**EXERCISE OBJECTIVE**
Reproduce every line of the listing below word for word, leaving out the pictures.

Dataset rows
────────
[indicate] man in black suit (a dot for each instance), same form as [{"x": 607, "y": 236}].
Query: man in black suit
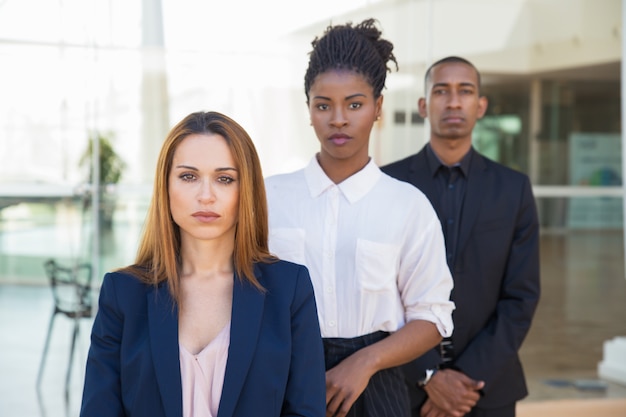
[{"x": 489, "y": 219}]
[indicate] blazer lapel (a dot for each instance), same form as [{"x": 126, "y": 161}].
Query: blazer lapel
[
  {"x": 473, "y": 200},
  {"x": 247, "y": 313},
  {"x": 163, "y": 327}
]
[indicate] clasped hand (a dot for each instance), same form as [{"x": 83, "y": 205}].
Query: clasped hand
[{"x": 450, "y": 393}]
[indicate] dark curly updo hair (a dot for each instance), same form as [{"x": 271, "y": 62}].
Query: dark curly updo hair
[{"x": 357, "y": 48}]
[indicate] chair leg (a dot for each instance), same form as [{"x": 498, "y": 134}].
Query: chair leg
[
  {"x": 69, "y": 364},
  {"x": 45, "y": 350}
]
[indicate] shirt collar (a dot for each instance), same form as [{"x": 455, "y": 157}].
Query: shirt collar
[
  {"x": 434, "y": 163},
  {"x": 353, "y": 187}
]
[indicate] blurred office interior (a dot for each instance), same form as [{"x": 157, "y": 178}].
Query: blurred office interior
[{"x": 76, "y": 74}]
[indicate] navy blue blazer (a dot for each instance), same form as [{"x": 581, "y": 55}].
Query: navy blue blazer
[
  {"x": 495, "y": 272},
  {"x": 275, "y": 363}
]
────────
**RESULT OF THE EXERCISE**
[indicate] man in black suit (a dot for each instance), same form as [{"x": 607, "y": 236}].
Query: man in black suit
[{"x": 489, "y": 219}]
[indicate] blazer lapel (a dot for each instance), same form as [{"x": 126, "y": 161}].
Query: blazer lapel
[
  {"x": 473, "y": 200},
  {"x": 247, "y": 313},
  {"x": 163, "y": 327}
]
[indicate] clasped hand (a dot for each instance), same form as [{"x": 83, "y": 205}].
Query: clasped hand
[{"x": 450, "y": 393}]
[indicate] dark curly updo hair (a dot for each instance), same form as [{"x": 271, "y": 62}].
Query: dark curly updo hair
[{"x": 357, "y": 48}]
[indicate] chair leg (a dot for each instance), same form as [{"x": 498, "y": 134}].
Query: chair leg
[
  {"x": 69, "y": 364},
  {"x": 45, "y": 350}
]
[indicate] shirt collar (a dot for each instance), same form as [{"x": 455, "y": 157}].
Query: shirt collar
[
  {"x": 434, "y": 163},
  {"x": 353, "y": 187}
]
[indicate] blurred office interior (a dot for each instance), same form as [{"x": 157, "y": 178}].
Query: blurred office interior
[{"x": 76, "y": 74}]
[indicate] navy blue blazer (a dot for each instance), same form as [{"x": 581, "y": 55}].
Query: navy blue blazer
[
  {"x": 495, "y": 272},
  {"x": 275, "y": 363}
]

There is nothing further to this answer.